■ Amaç 1: Zincirleme suç hükümleriyle ilgili metne göre, Yargıtay Ceza Genel Kurulu 23.01.2018 tarihli ve 651-22 sayılı kararında hangi suçlar arasında zincirleme suç hükümlerinin uygulanması gerektiğine hükmetmiştir?
■ Amaç 2: Zincirleme suç hükümleriyle ilgili metinden alınan şu cümleyi İngilizceye çevirin: "Uygulamada Yargıtay Ceza Genel Kurulu, 15.03.2023 tarihli ve 303-151 sayılı, 24.05.2023 tarihli ve 46-303 sayılı, 26.11.2019 tarihli ve 208-666 sayılı kararlarında; çocuğun nitelikli cinsel istismarı ve reşit olmayanla cinsel ilişki suçları ile cinsel taciz ve çocuğun basit cinsel istismarı suçları arasında zincirleme suç hükümlerinin uygulanamayacağını benimserken, 23.01.2018 tarihli ve 651-22 sayılı kararında ise (suç adında da ayniyet bulunmamasına rağmen) resmî belgede sahtecilik ve özel belgede sahtecilik suçları arasında zincirleme suç hükümlerinin uygulanması gerektiğine hükmetmiştir."
■ Amaç 3: Zincirleme suç hükümleriyle ilgili metni son cümlesinden sonra sürdürün.

━━ Metin alıntısı

Uygulamada Yargıtay Ceza Genel Kurulu, 15.03.2023 tarihli ve 303-151 sayılı, 24.05.2023 tarihli ve 46-303 sayılı, 26.11.2019 tarihli ve 208-666 sayılı kararlarında; çocuğun nitelikli cinsel istismarı ve reşit olmayanla cinsel ilişki suçları ile cinsel taciz ve çocuğun basit cinsel istismarı suçları arasında zincirleme suç hükümlerinin uygulanamayacağını benimserken, 23.01.2018 tarihli ve 651-22 sayılı kararında ise (suç adında da ayniyet bulunmamasına rağmen) resmî belgede sahtecilik ve özel belgede sahtecilik suçları arasında zincirleme suç hükümlerinin uygulanması gerektiğine hükmetmiştir.

Keza 06.12.2022 tarihli ve 39-775 sayılı kararında; "25.07.1998 tarihinde dünyaya gelen mağdurenin 6 yaşından 17 yaşını doldurarak evlendiği 04.08.2015 tarihine kadar sanığın mağdureye yönelik eylemlerini gerçekleştirdiği, mağdurenin 04.08.2015 tarihinde evlendikten sonra babasının Yozgat’ta bulunan evinden ayrılarak eşinin Ankara’da bulunan evine yerleştiği ancak eşiyle geçinemeyerek 2017 yılı Ramazan ayında tekrar baba evine döndüğü, evli kaldığı dönemde mağdureyle yüz yüze görüşen sanığın mağdureye yönelik herhangi bir eyleminin bulunmadığı, bu tarihten şikâyetin yapıldığı 24.10.2017 tarihine kadar sanığın mağdureye yönelik cinsel eylemlerini devam ettirdiği anlaşılan dosyada;" mağdurun evlenerek evden ayrıldığı 2015 yılı ile tekrar sanığın evine döndüğü 2017 yılının Ramazan ayından 24.10.2017 tarihine kadar devam eden eylemlerde sanığın aynı suç işleme kararıyla hareket edip etmediği tartışılmış olup çocukların cinsel istismarı ve cinsel saldırı suçlarının aynı suç olup olmadığı konusu uyuşmazlık konusu yapılmayarak anılan suçların birbirine teselsül ettiği hususu zımnen kabul edilmiştir.

━━━━
━━ Liste

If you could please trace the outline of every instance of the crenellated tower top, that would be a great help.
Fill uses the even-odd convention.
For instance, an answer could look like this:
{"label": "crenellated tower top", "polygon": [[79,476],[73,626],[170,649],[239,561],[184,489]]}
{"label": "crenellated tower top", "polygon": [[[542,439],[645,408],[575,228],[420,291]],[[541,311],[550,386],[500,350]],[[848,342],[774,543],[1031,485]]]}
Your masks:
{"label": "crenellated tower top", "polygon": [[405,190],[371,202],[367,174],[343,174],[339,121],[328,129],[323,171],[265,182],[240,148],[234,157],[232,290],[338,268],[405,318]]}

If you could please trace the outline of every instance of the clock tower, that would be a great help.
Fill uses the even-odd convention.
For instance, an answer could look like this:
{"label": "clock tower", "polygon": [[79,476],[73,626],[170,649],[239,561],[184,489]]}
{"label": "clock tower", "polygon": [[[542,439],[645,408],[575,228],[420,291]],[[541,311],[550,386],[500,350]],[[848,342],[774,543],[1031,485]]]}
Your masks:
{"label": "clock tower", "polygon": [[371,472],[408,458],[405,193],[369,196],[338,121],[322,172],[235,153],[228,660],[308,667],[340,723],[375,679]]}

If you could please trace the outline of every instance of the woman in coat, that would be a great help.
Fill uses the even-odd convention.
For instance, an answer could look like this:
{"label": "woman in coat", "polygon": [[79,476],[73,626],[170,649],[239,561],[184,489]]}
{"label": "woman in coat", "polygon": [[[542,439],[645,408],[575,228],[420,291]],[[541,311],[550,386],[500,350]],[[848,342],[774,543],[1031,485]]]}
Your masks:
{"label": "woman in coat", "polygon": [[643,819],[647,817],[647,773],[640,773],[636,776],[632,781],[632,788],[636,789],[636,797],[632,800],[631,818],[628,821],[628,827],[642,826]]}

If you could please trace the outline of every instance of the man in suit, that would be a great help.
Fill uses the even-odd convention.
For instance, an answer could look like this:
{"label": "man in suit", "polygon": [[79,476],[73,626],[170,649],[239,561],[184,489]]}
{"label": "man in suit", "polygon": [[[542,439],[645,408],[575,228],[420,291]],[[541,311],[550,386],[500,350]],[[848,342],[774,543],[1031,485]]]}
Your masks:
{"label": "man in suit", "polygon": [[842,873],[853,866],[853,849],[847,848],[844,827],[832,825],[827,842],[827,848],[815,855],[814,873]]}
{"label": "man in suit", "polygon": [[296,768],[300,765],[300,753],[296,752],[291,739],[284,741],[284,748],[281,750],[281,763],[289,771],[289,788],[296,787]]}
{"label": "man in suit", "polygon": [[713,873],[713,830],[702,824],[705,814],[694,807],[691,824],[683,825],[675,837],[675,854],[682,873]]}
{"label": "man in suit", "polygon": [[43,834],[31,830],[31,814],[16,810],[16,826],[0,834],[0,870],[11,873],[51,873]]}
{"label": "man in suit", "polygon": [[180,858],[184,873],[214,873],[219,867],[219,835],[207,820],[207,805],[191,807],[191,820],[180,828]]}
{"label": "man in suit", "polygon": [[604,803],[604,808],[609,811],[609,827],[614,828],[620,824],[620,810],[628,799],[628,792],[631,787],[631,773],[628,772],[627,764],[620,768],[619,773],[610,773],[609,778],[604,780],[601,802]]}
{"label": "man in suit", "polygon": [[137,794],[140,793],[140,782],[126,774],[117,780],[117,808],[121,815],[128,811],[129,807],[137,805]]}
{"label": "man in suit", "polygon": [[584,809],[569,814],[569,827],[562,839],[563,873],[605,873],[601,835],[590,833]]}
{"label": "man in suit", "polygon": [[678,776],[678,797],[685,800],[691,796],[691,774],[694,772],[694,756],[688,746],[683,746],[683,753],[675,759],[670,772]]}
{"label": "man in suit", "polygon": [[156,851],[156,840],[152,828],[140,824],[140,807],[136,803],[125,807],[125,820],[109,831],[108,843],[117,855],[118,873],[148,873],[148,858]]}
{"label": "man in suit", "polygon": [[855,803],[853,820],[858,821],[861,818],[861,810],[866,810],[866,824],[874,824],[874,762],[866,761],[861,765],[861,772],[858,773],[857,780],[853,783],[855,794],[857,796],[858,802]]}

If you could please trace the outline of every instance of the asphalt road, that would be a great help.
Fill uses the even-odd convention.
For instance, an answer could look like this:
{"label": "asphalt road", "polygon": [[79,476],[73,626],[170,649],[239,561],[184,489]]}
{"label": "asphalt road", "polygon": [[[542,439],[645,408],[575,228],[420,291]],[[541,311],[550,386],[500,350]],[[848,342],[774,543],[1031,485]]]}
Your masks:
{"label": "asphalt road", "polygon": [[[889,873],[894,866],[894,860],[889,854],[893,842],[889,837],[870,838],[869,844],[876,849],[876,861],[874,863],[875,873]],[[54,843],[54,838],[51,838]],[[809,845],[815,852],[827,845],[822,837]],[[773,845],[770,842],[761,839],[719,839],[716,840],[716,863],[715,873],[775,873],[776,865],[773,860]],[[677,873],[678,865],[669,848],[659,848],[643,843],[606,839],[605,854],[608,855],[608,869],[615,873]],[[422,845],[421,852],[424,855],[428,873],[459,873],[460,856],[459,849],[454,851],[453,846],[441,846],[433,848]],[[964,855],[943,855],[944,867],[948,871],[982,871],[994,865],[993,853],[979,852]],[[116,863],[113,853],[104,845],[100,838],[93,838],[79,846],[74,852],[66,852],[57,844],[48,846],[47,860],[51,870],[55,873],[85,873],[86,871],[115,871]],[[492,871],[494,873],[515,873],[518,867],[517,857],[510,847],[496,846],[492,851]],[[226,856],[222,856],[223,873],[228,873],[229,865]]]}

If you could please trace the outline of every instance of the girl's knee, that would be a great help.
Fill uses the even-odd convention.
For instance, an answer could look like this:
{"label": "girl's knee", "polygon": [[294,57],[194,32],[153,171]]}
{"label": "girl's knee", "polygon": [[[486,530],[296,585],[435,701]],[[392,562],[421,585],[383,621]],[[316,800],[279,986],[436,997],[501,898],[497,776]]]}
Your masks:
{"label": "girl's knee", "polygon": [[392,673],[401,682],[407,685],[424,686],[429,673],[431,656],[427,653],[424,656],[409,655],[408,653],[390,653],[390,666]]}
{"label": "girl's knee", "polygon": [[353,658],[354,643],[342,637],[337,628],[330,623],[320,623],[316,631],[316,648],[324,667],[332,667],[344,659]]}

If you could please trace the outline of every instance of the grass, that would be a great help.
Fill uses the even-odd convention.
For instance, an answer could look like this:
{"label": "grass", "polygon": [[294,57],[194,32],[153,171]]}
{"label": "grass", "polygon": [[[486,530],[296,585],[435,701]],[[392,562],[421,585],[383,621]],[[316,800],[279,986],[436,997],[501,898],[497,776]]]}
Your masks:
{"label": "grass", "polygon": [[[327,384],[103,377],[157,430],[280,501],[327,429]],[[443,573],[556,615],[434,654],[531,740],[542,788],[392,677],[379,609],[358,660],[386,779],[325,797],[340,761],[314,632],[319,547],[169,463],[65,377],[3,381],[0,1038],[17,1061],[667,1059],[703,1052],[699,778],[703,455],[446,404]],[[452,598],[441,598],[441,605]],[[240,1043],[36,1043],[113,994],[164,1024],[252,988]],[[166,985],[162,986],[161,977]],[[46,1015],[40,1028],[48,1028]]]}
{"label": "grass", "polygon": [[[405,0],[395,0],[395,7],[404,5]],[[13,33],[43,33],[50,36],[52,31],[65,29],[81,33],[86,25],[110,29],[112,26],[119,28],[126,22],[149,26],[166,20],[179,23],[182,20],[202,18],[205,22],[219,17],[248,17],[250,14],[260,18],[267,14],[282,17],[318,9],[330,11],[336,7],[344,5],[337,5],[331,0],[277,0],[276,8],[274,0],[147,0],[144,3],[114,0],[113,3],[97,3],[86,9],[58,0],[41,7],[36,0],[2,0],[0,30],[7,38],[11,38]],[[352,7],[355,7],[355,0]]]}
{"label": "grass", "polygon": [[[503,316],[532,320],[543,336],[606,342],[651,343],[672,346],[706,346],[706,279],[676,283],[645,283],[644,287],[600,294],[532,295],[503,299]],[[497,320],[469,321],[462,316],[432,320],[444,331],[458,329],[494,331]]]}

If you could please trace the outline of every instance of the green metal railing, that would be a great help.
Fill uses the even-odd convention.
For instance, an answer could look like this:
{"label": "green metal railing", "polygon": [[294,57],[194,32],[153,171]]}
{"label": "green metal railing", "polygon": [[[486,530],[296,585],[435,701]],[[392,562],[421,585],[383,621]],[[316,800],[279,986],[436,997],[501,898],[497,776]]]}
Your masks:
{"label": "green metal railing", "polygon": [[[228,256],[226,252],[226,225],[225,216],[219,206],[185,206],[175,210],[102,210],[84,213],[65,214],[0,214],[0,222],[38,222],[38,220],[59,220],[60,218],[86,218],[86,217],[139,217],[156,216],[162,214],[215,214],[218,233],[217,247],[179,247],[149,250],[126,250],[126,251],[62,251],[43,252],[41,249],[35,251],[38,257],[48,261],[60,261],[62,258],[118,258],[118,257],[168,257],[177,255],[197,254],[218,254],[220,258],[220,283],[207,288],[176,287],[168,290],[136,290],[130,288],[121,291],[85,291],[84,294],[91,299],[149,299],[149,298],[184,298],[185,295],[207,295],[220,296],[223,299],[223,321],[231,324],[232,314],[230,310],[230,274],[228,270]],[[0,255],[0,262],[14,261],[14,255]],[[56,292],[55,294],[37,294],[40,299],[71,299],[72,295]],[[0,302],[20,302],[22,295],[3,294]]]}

━━━━

■ Alıştırma sonucu 1: Resmî belgede sahtecilik ve özel belgede sahtecilik suçları arasında.

■ Alıştırma sonucu 2: In practice, the Criminal General Assembly of the Court of Cassation, in its decisions dated 15.03.2023 and numbered 303-151, dated 24.05.2023 and numbered 46-303, and dated 26.11.2019 and numbered 208-666, adopted the view that the provisions on chained offenses cannot be applied between the offenses of qualified sexual abuse of a child and sexual intercourse with a minor on the one hand and the offenses of sexual harassment and simple sexual abuse of a child on the other, whereas in its decision dated 23.01.2018 and numbered 651-22 it ruled that (even though the offenses do not share the same name) the provisions on chained offenses must be applied between the offenses of forgery of an official document and forgery of a private document.

■ Alıştırma sonucu 3:
Yargıtay (Kapatılan) 14. Ceza Dairesi de 08.02.2021 tarihli ve 5799-974 sayılı ile 02.02.2017 tarihli ve 10406-408 sayılı kararlarında, tartışmaya açık farklı gerekçe ile mağdurenin onsekiz yaşından küçük olduğu dönemde başlayıp onsekiz yaşını doldurmasından sonra da devam eden eylemleri yönünden 5237 sayılı TCK'nın 102. maddesinde düzenlenen cinsel saldırı suçu ile 103. maddesinde yer alan çocuğun cinsel istismarı suçları ilgili olarak sanığın daha ağır olan ve zincirleme surette gerçekleşen çocuğun nitelikli cinsel istismarı suçundan dolayı cezalandırılmasına karar verilmesi gerektiği düşüncesindedir.

Aynı düşünce sonuçları itibarıyla doktrinde de savunulmaktadır (İzzet Özgenç, Türk Ceza Hukuku Genel Hükümler, Seçkin Yayınevi, Ankara 2020, 16. Bası, s. 629), (Fahri Gökçen Taner, Türk Ceza Hukukunda Cinsel Özgürlüğe Karşı Suçlar, Seçkin Yayınları, 3. Baskı, s. 293), (Çetin Akkaya, Cinsel Dokunulmazlığa Karşı Suçlar, Adalet Yayınevi, Ankara 2017, 1. Baskı, s. 275).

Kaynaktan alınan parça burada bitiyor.